EXERCISE DETAILS:
Write out each entry again. Keep every word exactly as it is.

DATA EXCERPTS:
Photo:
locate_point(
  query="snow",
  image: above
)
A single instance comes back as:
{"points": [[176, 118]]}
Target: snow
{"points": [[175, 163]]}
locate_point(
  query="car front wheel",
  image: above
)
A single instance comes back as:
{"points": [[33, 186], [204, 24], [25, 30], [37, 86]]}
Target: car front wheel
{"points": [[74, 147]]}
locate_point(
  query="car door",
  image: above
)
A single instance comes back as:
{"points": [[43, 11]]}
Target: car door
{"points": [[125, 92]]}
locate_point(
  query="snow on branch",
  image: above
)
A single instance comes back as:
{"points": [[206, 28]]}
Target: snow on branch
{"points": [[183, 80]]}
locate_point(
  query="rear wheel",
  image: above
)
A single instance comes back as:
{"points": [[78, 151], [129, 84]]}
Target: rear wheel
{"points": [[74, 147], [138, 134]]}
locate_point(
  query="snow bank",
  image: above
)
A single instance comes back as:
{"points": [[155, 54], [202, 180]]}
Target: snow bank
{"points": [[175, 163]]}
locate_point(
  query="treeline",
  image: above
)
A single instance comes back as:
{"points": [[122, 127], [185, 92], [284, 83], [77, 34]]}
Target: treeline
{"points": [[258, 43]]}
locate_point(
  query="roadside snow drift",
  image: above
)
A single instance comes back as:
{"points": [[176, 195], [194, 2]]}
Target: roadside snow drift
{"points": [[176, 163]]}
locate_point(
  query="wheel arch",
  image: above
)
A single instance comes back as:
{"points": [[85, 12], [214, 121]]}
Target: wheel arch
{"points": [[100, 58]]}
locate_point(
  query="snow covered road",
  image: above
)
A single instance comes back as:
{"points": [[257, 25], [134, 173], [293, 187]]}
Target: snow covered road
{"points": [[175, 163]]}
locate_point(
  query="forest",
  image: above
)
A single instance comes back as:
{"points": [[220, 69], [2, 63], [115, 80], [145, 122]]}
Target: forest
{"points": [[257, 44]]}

ANSWER:
Photo:
locate_point(
  query="snow",
  image: above
)
A single instance comes back as:
{"points": [[176, 118]]}
Target: snow
{"points": [[175, 163]]}
locate_point(
  query="car front wheel",
  image: above
)
A single instance comes back as:
{"points": [[33, 186], [204, 24], [25, 30], [37, 86]]}
Target: car front wheel
{"points": [[74, 147]]}
locate_point(
  query="car door",
  image: above
)
A single instance comes back as:
{"points": [[43, 11]]}
Target: car door
{"points": [[125, 92]]}
locate_point(
  query="snow on branch",
  image: above
)
A single instance comes back as:
{"points": [[206, 28]]}
Target: snow on branch
{"points": [[183, 80]]}
locate_point(
  query="rear wheel",
  image: above
)
A single instance comes back as:
{"points": [[78, 151], [129, 84]]}
Target: rear wheel
{"points": [[74, 147], [138, 134]]}
locate_point(
  query="snow bank",
  image: above
)
A single instance comes back as:
{"points": [[155, 54], [202, 180]]}
Target: snow bank
{"points": [[175, 163]]}
locate_point(
  query="treeline",
  image: above
)
A single instance comes back as:
{"points": [[122, 127], [185, 92], [284, 83], [77, 34]]}
Target: treeline
{"points": [[258, 43]]}
locate_point(
  query="roadside snow drift",
  image: above
)
A single instance comes back as:
{"points": [[176, 195], [194, 2]]}
Target: roadside snow drift
{"points": [[176, 163]]}
locate_point(
  query="wheel arch",
  image: above
)
A single instance comes back as:
{"points": [[85, 12], [214, 121]]}
Target: wheel arch
{"points": [[100, 58]]}
locate_point(
  query="snow covered road",
  image: above
)
A single instance comes back as:
{"points": [[257, 25], [134, 173], [293, 187]]}
Target: snow covered road
{"points": [[175, 163]]}
locate_point(
  query="forest",
  image: above
)
A single instance comes back as:
{"points": [[220, 69], [2, 63], [115, 80], [145, 122]]}
Target: forest
{"points": [[257, 44]]}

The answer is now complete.